(EXERCISE INPUT begins)

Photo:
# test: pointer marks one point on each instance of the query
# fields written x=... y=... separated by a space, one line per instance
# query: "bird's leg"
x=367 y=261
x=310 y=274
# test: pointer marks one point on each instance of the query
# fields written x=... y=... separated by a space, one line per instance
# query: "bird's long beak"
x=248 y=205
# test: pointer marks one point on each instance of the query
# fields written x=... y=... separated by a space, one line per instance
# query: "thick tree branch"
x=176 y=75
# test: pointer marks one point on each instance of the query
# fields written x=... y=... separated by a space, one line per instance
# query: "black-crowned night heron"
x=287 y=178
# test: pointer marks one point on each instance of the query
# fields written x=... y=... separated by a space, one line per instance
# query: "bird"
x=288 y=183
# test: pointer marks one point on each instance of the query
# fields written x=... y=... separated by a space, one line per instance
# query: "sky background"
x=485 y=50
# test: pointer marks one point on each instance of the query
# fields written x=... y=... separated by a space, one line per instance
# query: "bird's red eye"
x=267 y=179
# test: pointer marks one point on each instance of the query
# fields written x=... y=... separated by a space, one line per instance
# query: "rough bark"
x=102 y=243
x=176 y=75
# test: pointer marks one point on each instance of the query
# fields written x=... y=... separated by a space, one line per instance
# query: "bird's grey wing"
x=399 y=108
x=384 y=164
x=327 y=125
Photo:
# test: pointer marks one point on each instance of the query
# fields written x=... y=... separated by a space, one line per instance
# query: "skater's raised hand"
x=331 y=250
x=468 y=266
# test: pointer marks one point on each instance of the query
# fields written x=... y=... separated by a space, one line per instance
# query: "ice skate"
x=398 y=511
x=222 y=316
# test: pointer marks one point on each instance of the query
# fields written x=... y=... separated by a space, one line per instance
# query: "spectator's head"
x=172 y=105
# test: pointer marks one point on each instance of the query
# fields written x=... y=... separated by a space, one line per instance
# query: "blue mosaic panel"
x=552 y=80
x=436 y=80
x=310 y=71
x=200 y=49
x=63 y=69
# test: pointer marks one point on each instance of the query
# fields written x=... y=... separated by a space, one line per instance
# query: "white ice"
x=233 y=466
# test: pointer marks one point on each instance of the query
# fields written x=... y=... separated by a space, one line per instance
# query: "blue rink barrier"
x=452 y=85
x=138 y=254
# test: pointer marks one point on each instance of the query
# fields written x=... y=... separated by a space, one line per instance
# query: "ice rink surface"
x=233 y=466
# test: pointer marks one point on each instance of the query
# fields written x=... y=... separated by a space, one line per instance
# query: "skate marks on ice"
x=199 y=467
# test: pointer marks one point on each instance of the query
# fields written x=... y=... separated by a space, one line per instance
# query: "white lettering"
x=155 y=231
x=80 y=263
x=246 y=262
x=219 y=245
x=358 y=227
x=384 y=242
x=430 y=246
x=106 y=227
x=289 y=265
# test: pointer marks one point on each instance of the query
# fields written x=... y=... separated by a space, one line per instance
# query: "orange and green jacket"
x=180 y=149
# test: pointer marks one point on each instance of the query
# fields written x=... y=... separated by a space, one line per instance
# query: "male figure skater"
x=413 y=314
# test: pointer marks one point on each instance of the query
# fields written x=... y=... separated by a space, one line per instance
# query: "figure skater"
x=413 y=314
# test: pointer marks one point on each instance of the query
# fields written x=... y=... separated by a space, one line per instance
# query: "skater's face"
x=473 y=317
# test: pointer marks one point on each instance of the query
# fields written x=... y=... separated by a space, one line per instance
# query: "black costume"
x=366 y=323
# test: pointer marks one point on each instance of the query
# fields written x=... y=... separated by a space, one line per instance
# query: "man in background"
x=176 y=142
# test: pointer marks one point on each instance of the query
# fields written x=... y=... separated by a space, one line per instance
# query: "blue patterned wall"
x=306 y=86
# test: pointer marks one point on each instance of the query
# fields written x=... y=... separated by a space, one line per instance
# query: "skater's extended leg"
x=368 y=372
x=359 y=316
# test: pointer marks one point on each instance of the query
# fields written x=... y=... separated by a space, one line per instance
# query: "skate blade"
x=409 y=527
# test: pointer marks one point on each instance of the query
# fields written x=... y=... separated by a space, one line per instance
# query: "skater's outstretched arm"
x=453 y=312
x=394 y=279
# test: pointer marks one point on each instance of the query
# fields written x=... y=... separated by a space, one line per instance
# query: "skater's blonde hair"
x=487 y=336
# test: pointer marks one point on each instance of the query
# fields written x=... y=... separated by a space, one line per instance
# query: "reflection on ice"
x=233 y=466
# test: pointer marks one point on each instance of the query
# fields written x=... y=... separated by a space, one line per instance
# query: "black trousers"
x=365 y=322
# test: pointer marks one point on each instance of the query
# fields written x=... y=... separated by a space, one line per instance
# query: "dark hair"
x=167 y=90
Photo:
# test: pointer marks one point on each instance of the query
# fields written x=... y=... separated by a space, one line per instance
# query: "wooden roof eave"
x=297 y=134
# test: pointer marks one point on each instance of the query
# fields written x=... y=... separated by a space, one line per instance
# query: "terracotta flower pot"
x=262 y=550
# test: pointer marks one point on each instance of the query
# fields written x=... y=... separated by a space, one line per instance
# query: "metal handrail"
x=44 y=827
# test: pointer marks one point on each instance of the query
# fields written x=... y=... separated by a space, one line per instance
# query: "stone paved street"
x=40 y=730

(EXERCISE INPUT ends)

_EXERCISE DETAILS_
Restate each record above exactly, leaving nothing out.

_EXERCISE SOLUTION_
Photo:
# test: pointer marks one point on each instance of the query
# fields written x=... y=... separated by a space, one line per instance
# query: "bird's leg"
x=367 y=261
x=310 y=274
# test: pointer marks one point on each instance of the query
# fields written x=... y=... separated by a space, one line per instance
# query: "bird's long beak"
x=248 y=205
# test: pointer marks one point on each instance of the query
# fields written x=... y=... separated by a space, one line per instance
# query: "thick tree branch"
x=176 y=75
# test: pointer marks one point on each instance of the query
# fields written x=... y=... separated by a space, one line per instance
# query: "black-crowned night heron"
x=287 y=178
# test: pointer marks one point on each instance of the query
# fields written x=... y=... separated by a space, one line per instance
# query: "bird"
x=288 y=183
# test: pointer marks one point on each instance of the query
# fields written x=... y=... separated by a space, one line per instance
# query: "sky background"
x=485 y=50
# test: pointer marks one point on each instance of the query
# fields written x=... y=... separated by a space, one line per instance
# query: "bird's red eye"
x=267 y=179
# test: pointer marks one point on each instance of the query
# fields written x=... y=... separated by a space, one line per instance
# query: "rough bark"
x=102 y=243
x=176 y=75
# test: pointer marks one point on each instance of the query
# fields written x=... y=... separated by a space, one line per instance
# query: "bird's grey wing"
x=399 y=108
x=384 y=164
x=327 y=125
Photo:
# test: pointer marks one point on each instance of the query
# fields written x=... y=... separated by a space, one line per instance
# query: "skater's raised hand"
x=331 y=250
x=468 y=266
# test: pointer marks one point on each instance of the query
# fields written x=... y=... separated by a space, one line per instance
# query: "ice skate"
x=398 y=511
x=222 y=316
# test: pointer marks one point on each instance of the query
# fields written x=... y=... separated by a space, one line per instance
# query: "spectator's head"
x=172 y=105
# test: pointer marks one point on each instance of the query
# fields written x=... y=... separated by a space, one line per instance
# query: "blue mosaic panel"
x=552 y=80
x=436 y=80
x=310 y=71
x=200 y=49
x=63 y=69
# test: pointer marks one point on each instance of the query
# fields written x=... y=... separated by a space, one line per instance
# query: "white ice"
x=233 y=466
# test: pointer marks one point on each instance of the query
# fields written x=... y=... separated by a space, one line per instance
# query: "blue rink barrier"
x=452 y=85
x=138 y=254
# test: pointer marks one point on each instance of the query
# fields written x=... y=... separated by a space, one line per instance
# query: "ice rink surface"
x=233 y=466
# test: pointer marks one point on each instance of the query
# fields written x=... y=... separated by a space, one line per instance
# query: "skate marks on ice"
x=199 y=467
# test: pointer marks one point on each instance of the query
# fields written x=... y=... separated by a space, one line per instance
# query: "white lettering"
x=155 y=231
x=80 y=263
x=246 y=262
x=219 y=245
x=358 y=227
x=384 y=242
x=430 y=246
x=106 y=227
x=289 y=265
# test: pointer marks one point on each instance of the query
# fields written x=... y=... separated by a space, one line per instance
# query: "orange and green jacket"
x=180 y=149
# test: pointer marks one point on each instance of the query
# fields written x=... y=... separated by a space, one line per instance
# query: "male figure skater"
x=413 y=314
# test: pointer marks one point on each instance of the query
# fields written x=... y=... separated by a space, one line per instance
# query: "figure skater"
x=413 y=314
# test: pointer marks one point on each instance of the query
# fields written x=... y=... separated by a space, one line per instance
# query: "skater's face"
x=473 y=317
# test: pointer marks one point on each instance of the query
# fields written x=... y=... separated by a space, one line per instance
# query: "black costume"
x=366 y=323
# test: pointer marks one point on each instance of the query
# fields written x=... y=... separated by a space, one line per instance
# query: "man in background"
x=176 y=142
# test: pointer marks one point on each instance of the query
# fields written x=... y=... separated by a space, one line per instance
# query: "blue patterned wall"
x=306 y=86
# test: pointer marks one point on each instance of the query
# fields written x=... y=... separated by a space, one line per instance
# query: "skater's extended leg"
x=368 y=372
x=359 y=316
# test: pointer marks one point on each instance of the query
# fields written x=... y=... separated by a space, one line per instance
# query: "skate blade"
x=409 y=527
# test: pointer marks one point on each instance of the query
# fields written x=... y=... separated by a space, one line per instance
# query: "skater's outstretched arm"
x=453 y=312
x=394 y=279
# test: pointer marks one point on each instance of the query
# fields written x=... y=... separated by a space, one line per instance
# query: "skater's blonde hair"
x=487 y=336
# test: pointer marks one point on each instance of the query
# fields written x=... y=... separated by a space, one line per instance
# query: "reflection on ice"
x=233 y=466
# test: pointer marks one point on each instance of the query
# fields written x=... y=... separated by a space, one line per instance
# query: "black trousers"
x=365 y=322
# test: pointer marks one point on each instance of the query
# fields written x=... y=... separated by a space, one line per instance
# query: "dark hair"
x=167 y=90
Photo:
# test: pointer marks one point on each instance of the query
# fields written x=... y=... separated by a space, one line per instance
# query: "wooden roof eave"
x=297 y=134
# test: pointer marks one point on each instance of the query
# fields written x=... y=... separated by a space, one line per instance
# query: "terracotta flower pot"
x=262 y=550
# test: pointer marks one point on each instance of the query
# fields written x=... y=... separated by a space, one line per instance
# query: "metal handrail"
x=44 y=827
# test: pointer marks one point on each instance of the query
# fields written x=... y=... separated by a space, one line per instance
# query: "stone paved street"
x=40 y=730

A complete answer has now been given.